* **Short task A**: In the entries below, report every line that contains the word "stone", matching case exactly.

====== Supplied text

In the intervening years those ensembles earned over $7000 for the chorus. Equally important for the quality of the experience of being a chorus member is the fact that about half the present chorus roster, and at least ten former choristers, have, sometime in the past 18 years, sung in public performances in well-organized, highly-trained small ensembles, where the art of choral singing encompasses a substantially different tradition.
Choral Lyrical Light
In the second half of its 30-year history the chorus began to program "fun." The vehicle was at hand: a German tradition of short "music evenings" before a small number of persons in informal settings suitable to "chamber" fare, perhaps with commentary to reduce the separation of listeners from performers. Heide Rudolph had called this "Musik Abend" format to Joan Conlon's attention, and in the late winter of 1982 the chorus presented what turned out to be the first two of seven, averaging one each year.
Pennillion, as has been noted, set the tradition by interspersing songs from Shakespeare's time with poetry readings and a thread of commentary, at once serious and light-hearted. The Wallingford United Methodist Church proved a congenial small setting; admission, open to the public, was free, though contributions were invited, the evening was a Sunday, and the performance took only an hour. A month later the full chorus offered, with Joan's commentary, some Poulenc and the formidable 5-part Mass by William Byrd. The difficult occasion of Byrd's composition was both somber and inspirational, and the music often joyous. In every major respect the performance reinforced the Pennillion format.

============

* **Short task B**: Print the passage of the chorus history between "Pennillion, as has" and "the Pennillion format.", inclusive.

====== Data shown

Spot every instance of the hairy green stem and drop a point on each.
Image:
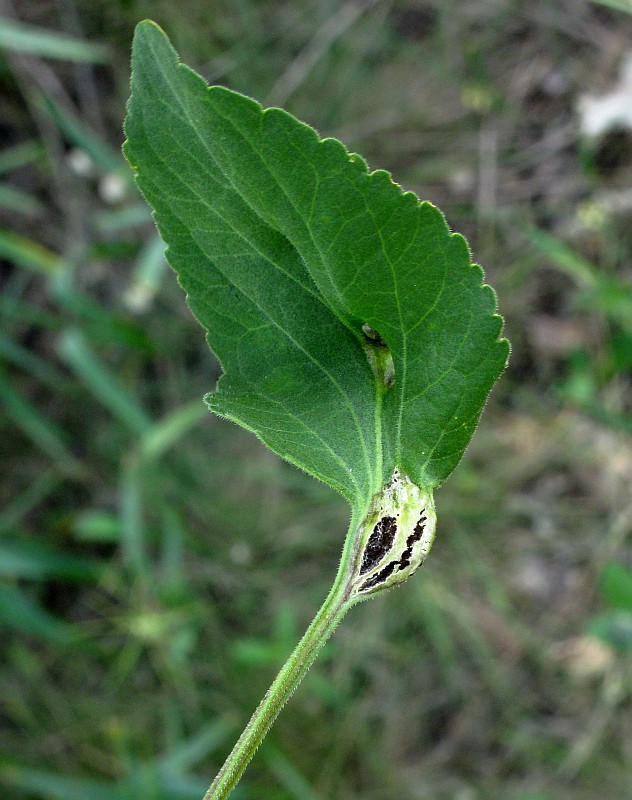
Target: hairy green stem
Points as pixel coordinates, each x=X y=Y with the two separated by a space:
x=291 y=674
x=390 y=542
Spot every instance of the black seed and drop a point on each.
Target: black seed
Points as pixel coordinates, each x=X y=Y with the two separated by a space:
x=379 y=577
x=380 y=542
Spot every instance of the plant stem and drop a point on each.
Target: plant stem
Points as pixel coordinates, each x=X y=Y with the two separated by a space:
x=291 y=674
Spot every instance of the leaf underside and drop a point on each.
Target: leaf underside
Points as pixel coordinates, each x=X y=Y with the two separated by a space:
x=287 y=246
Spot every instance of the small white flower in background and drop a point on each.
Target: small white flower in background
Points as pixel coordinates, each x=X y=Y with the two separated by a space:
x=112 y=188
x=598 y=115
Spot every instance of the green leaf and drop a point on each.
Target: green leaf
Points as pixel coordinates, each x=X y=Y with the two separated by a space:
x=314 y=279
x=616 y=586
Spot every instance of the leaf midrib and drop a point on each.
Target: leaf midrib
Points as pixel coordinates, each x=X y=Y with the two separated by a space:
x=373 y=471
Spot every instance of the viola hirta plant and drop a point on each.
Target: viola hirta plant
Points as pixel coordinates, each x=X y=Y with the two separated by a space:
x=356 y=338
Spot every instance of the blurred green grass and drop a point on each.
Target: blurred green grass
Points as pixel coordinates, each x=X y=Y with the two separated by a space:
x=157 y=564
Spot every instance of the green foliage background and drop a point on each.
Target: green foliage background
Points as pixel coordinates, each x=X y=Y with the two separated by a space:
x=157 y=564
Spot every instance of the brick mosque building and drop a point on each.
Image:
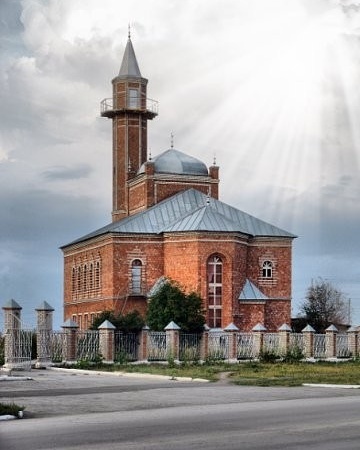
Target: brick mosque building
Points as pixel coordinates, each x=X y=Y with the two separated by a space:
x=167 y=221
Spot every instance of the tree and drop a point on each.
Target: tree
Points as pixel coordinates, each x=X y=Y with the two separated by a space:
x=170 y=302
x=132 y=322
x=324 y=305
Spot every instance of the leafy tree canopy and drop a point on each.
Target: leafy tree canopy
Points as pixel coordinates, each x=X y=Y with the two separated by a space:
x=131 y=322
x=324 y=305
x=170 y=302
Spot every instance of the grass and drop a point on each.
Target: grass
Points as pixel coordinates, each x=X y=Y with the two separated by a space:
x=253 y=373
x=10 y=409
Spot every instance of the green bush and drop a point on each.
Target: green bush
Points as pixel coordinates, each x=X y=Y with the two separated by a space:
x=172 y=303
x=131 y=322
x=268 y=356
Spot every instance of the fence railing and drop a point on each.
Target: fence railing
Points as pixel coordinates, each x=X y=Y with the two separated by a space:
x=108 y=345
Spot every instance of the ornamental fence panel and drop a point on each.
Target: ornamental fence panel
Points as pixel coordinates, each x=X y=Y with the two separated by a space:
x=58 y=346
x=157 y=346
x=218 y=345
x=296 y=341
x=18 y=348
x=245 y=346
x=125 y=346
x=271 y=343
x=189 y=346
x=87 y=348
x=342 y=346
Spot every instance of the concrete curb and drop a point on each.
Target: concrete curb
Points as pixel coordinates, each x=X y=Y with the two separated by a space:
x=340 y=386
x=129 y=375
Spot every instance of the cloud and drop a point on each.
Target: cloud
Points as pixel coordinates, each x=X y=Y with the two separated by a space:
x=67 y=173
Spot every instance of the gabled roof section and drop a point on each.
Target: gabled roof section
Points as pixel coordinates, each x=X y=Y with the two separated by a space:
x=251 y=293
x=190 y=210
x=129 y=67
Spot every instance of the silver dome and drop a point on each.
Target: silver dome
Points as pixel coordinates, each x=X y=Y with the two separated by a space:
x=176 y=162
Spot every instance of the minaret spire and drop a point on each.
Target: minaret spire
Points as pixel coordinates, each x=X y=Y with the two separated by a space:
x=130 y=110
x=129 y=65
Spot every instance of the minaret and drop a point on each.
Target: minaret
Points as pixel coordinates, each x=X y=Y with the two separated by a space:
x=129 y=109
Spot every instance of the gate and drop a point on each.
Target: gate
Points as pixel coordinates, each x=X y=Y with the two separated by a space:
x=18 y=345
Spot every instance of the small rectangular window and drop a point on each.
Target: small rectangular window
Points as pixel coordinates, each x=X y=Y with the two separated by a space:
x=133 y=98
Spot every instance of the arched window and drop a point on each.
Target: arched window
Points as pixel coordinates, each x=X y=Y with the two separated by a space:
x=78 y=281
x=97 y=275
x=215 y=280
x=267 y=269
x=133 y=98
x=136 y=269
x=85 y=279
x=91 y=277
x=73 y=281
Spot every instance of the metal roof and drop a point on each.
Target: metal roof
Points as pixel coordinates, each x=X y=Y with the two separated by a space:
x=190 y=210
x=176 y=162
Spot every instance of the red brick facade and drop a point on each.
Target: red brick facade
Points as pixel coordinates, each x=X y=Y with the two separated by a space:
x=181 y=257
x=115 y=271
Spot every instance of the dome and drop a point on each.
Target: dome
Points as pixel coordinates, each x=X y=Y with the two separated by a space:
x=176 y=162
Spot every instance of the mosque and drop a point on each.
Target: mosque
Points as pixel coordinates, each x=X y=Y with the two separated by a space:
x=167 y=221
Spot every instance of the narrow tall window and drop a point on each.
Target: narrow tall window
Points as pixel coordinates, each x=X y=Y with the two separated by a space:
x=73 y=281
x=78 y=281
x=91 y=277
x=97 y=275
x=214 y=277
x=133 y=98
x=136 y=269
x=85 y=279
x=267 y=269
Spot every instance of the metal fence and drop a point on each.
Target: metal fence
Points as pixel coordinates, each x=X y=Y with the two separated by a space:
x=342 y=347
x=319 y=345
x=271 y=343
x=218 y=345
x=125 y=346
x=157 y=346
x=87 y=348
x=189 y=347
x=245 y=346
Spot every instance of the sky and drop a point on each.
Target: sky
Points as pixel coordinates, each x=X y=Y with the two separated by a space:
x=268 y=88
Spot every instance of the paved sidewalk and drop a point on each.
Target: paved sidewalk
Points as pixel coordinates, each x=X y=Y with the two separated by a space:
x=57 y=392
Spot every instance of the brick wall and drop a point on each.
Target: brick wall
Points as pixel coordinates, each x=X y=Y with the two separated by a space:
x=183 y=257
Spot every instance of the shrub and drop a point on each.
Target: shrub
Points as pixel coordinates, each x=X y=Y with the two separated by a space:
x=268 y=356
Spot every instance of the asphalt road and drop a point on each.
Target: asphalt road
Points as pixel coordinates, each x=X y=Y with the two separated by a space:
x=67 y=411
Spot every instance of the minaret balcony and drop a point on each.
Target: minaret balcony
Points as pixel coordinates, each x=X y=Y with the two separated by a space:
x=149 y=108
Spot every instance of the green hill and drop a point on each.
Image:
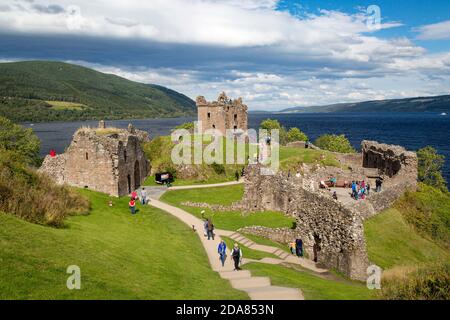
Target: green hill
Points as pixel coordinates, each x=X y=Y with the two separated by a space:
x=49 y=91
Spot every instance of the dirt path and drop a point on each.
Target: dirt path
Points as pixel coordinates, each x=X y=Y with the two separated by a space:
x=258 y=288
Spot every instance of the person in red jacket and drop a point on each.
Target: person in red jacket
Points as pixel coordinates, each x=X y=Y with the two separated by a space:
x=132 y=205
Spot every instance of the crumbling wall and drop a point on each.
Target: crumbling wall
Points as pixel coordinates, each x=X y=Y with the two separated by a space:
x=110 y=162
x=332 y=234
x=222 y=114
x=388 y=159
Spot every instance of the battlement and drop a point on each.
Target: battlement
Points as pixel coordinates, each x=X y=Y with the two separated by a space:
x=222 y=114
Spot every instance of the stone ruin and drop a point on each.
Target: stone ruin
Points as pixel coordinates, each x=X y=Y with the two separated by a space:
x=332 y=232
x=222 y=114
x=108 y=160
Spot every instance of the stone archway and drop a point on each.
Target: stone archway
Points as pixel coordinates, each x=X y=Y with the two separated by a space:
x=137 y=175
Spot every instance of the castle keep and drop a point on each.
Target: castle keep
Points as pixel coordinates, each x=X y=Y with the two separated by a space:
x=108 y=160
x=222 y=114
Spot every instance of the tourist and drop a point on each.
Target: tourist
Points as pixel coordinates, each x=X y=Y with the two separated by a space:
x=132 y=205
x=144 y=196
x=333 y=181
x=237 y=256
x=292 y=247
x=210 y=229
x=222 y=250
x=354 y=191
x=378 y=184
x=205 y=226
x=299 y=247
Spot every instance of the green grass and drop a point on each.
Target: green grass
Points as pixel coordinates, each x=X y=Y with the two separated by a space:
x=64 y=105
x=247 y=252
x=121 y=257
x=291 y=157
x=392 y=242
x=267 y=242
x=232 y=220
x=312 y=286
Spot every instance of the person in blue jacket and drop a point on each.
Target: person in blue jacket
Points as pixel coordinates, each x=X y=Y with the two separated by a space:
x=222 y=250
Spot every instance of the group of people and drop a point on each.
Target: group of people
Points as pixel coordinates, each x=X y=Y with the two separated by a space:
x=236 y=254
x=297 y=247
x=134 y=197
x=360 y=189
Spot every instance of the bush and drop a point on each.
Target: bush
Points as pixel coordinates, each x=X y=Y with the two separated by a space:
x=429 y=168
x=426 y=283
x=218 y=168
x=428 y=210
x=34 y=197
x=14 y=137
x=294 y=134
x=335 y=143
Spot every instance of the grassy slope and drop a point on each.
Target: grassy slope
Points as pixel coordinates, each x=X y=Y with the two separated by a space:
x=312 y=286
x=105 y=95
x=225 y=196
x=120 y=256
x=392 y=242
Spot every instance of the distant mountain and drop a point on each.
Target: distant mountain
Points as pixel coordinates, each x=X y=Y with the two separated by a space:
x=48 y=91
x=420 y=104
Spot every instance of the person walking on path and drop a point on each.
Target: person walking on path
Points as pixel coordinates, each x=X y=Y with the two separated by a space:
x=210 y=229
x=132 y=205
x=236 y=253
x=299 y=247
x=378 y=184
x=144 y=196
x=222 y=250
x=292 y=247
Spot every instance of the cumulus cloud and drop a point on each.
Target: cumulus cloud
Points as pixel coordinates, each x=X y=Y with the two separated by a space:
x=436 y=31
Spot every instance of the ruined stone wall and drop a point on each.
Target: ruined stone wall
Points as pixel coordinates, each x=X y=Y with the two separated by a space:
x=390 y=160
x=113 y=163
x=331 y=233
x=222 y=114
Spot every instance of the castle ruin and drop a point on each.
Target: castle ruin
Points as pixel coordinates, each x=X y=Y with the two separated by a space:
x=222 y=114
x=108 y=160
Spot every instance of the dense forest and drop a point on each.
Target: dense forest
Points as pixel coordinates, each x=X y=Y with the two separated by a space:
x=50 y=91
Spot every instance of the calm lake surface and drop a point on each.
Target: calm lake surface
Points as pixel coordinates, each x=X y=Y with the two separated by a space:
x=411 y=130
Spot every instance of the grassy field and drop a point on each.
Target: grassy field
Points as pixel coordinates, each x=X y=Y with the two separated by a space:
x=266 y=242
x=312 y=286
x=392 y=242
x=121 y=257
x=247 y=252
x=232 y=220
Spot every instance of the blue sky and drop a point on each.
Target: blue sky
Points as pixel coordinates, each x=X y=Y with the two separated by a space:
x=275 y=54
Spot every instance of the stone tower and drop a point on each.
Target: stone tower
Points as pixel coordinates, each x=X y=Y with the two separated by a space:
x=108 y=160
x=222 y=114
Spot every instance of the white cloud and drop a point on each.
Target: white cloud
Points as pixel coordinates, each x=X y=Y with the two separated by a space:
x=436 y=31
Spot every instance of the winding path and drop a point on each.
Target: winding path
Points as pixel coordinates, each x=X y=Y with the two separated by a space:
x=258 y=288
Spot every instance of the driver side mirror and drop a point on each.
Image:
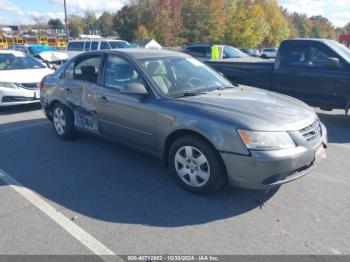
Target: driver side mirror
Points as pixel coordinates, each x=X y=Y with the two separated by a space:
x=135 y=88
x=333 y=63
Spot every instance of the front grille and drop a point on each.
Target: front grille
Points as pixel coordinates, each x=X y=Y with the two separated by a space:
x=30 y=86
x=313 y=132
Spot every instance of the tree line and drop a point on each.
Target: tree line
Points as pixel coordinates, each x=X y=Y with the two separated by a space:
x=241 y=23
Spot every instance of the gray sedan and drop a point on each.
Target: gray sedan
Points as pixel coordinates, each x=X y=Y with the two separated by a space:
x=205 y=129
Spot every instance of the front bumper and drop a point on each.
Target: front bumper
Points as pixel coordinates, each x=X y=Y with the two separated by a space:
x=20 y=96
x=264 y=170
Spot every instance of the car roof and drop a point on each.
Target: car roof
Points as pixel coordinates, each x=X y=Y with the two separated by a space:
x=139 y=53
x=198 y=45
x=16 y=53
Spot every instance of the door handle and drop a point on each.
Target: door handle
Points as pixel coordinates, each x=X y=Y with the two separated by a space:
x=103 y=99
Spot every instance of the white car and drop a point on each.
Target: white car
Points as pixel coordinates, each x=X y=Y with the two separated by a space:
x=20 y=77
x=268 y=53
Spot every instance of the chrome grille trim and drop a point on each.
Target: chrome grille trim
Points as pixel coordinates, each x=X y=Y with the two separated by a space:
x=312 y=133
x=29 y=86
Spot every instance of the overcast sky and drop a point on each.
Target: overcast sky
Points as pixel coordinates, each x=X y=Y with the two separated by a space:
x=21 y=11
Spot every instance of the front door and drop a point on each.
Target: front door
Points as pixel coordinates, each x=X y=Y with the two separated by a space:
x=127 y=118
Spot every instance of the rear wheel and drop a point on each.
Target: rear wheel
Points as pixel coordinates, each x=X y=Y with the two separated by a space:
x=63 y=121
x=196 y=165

============

* **Problem solution A**:
Spot every instance of the stone ruin and drop a point on each.
Target: stone ruin
Spot every instance of the stone archway and drop a point on each.
Target: stone archway
Spot every instance of the ruined stone wall and drop a point on each.
Target: ruined stone wall
Spot every instance of the stone tower and drop a point on each.
Target: stone tower

* **Problem solution B**:
Pennillion, as has been noted, set the tradition by interspersing songs from Shakespeare's time with poetry readings and a thread of commentary, at once serious and light-hearted. The Wallingford United Methodist Church proved a congenial small setting; admission, open to the public, was free, though contributions were invited, the evening was a Sunday, and the performance took only an hour. A month later the full chorus offered, with Joan's commentary, some Poulenc and the formidable 5-part Mass by William Byrd. The difficult occasion of Byrd's composition was both somber and inspirational, and the music often joyous. In every major respect the performance reinforced the Pennillion format.